[start of Provided passage]

Back in April, Supreme Court Justice Neil Gorsuch was the deciding vote that shot down the Trump Regime's plans to assume basically all crimes were deportation-worthy "crimes of violence".
In a 5-to-4 decision Tuesday, the court overturned the deportation of a 25-year legal U.S. resident from the Philippines who was convicted of two burglaries.
James Dimaya came to the U.S. at age 13 as a legal permanent resident. More than two decades later — after he was convicted of two home burglaries in California and sentenced to a total of four years in prison — the government sought his deportation under a "violent crime" immigration law, though neither of Dimaya's crimes involved violence. The statute defines a violent crime as one involving force or the "substantial risk" of force.
The Supreme Court, however, said that language is so vague that it invites arbitrary and discriminatory enforcement.
At the time, I noted Ian Millhiser warning that Gorsuch only did so out of a desire to cripple the federal government's regulatory capacity beyond verbatim what Congress allowed it. That's a double-edged sword, as Congress does have to define what the law is in order to be enforced, Gorsuch wrote in his concurrence.
On Friday, the House took the first steps towards doing just that.
The House on Friday passed a bill that would restore the federal government's ability to deport immigrants for a wide variety of violent criminal offenses in a vote that won quick praise from President Trump.
The Community Safety and Security Act aims to address an April Supreme Court ruling that found that the federal definition of a “crime of violence,” which under immigration law prompts the mandatory deportation of a noncitizen, is impermissibly vague. The bill, sponsored by Rep. Karen Handel (R-Ga.), specifically enumerates more than a dozen crimes that would qualify.

[end of Provided passage]

Given request 1 ->
Extract from the passage on deportation for crimes of violence the text starting with "James Dimaya came" and going on through "and discriminatory enforcement.".
The entries have no connection to the passage on deportation for crimes of violence.

[start of Material for this task]

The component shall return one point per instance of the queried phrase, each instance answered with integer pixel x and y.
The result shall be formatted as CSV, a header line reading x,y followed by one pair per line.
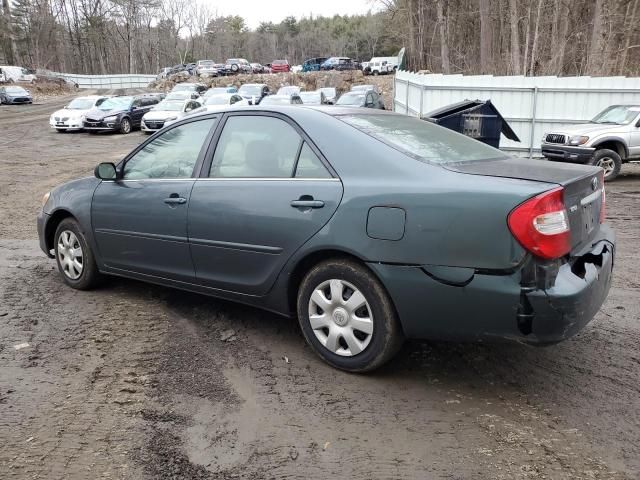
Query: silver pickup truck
x,y
609,140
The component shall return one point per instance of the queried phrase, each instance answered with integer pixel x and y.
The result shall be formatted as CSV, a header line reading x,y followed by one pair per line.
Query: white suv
x,y
609,140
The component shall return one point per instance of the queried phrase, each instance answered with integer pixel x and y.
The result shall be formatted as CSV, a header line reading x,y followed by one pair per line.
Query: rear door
x,y
266,191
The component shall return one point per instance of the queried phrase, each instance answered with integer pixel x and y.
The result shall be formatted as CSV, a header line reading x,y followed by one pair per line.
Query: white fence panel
x,y
108,81
531,105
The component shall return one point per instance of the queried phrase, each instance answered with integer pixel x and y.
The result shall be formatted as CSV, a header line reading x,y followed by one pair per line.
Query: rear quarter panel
x,y
452,219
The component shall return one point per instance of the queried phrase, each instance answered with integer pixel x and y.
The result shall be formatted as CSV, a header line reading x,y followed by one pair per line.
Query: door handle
x,y
175,200
307,204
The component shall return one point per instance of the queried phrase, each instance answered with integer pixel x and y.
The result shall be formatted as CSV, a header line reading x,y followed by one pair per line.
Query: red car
x,y
278,66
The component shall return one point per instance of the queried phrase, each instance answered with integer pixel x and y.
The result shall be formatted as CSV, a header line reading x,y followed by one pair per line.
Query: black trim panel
x,y
151,236
237,246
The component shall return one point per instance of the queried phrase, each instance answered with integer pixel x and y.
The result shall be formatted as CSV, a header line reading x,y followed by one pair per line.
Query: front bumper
x,y
498,307
42,220
69,125
566,153
101,126
152,126
18,100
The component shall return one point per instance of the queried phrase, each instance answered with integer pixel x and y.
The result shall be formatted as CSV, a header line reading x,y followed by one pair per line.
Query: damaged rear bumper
x,y
547,307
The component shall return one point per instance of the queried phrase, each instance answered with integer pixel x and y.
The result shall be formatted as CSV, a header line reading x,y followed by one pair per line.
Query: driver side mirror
x,y
106,171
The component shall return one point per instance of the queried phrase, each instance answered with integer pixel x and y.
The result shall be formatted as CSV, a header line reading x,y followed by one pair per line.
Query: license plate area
x,y
588,218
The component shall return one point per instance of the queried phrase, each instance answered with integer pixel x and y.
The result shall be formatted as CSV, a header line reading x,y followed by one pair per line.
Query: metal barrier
x,y
108,81
531,105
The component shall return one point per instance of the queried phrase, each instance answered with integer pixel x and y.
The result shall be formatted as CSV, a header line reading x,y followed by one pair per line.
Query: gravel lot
x,y
139,381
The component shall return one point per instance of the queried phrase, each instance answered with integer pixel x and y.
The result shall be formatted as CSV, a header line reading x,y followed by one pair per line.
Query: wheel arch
x,y
615,144
52,225
306,263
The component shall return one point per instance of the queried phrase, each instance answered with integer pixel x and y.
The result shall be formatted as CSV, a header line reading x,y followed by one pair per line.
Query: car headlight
x,y
578,140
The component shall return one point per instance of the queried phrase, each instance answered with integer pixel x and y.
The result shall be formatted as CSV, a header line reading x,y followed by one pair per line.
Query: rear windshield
x,y
423,140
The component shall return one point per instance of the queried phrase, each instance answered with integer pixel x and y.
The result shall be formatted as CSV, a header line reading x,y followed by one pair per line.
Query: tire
x,y
609,161
353,350
84,274
125,126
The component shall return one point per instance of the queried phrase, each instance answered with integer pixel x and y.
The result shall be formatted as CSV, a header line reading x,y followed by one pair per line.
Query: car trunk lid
x,y
583,188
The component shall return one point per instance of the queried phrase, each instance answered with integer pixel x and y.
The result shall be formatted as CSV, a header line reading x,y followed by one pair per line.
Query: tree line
x,y
521,37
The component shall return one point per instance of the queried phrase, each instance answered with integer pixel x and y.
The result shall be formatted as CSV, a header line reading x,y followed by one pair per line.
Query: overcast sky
x,y
256,11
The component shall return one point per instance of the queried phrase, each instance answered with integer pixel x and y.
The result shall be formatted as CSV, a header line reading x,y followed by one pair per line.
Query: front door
x,y
265,194
140,220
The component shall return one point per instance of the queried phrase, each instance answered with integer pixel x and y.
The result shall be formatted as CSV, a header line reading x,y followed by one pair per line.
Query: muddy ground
x,y
138,381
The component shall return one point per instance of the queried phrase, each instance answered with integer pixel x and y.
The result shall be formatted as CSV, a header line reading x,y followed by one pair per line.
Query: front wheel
x,y
74,257
347,316
125,126
609,161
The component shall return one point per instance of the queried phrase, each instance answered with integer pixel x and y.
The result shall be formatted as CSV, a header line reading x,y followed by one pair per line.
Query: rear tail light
x,y
604,201
541,225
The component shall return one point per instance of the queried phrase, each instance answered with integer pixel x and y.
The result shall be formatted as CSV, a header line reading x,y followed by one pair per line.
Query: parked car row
x,y
95,113
152,112
241,65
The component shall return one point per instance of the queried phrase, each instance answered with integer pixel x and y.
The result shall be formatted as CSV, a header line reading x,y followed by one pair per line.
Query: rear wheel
x,y
74,257
609,161
347,317
125,126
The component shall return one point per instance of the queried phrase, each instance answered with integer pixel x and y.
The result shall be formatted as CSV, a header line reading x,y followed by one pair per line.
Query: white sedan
x,y
223,100
168,111
72,116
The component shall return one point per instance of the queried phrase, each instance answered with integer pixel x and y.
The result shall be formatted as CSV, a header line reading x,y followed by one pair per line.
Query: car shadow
x,y
455,365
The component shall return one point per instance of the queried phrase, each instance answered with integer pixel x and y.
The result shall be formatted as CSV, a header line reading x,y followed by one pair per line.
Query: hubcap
x,y
341,318
70,255
607,164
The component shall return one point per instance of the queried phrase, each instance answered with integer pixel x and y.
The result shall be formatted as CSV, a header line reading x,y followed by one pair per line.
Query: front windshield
x,y
276,100
177,96
215,91
288,90
423,140
80,104
311,97
351,99
250,90
617,114
19,90
119,103
218,100
183,87
169,106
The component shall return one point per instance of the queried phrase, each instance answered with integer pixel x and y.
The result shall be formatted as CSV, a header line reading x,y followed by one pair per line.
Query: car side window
x,y
171,155
309,165
255,146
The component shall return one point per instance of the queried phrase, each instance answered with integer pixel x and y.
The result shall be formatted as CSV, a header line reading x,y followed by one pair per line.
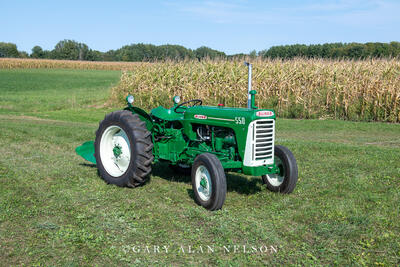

[end of Material for this task]

Given request 2 ->
Pull out each line of the entries that contains the string "panel". Letter case matters.

Output 1 ->
James Dimaya came to the U.S. at age 13 as a legal permanent resident. More than two decades later — after he was convicted of two home burglaries in California and sentenced to a total of four years in prison — the government sought his deportation under a "violent crime" immigration law, though neither of Dimaya's crimes involved violence. The statute defines a violent crime as one involving force or the "substantial risk" of force.
The Supreme Court, however, said that language is so vague that it invites arbitrary and discriminatory enforcement.

Output 2 ->
Query: white fence panel
Query: rear quarter panel
Query: black trim panel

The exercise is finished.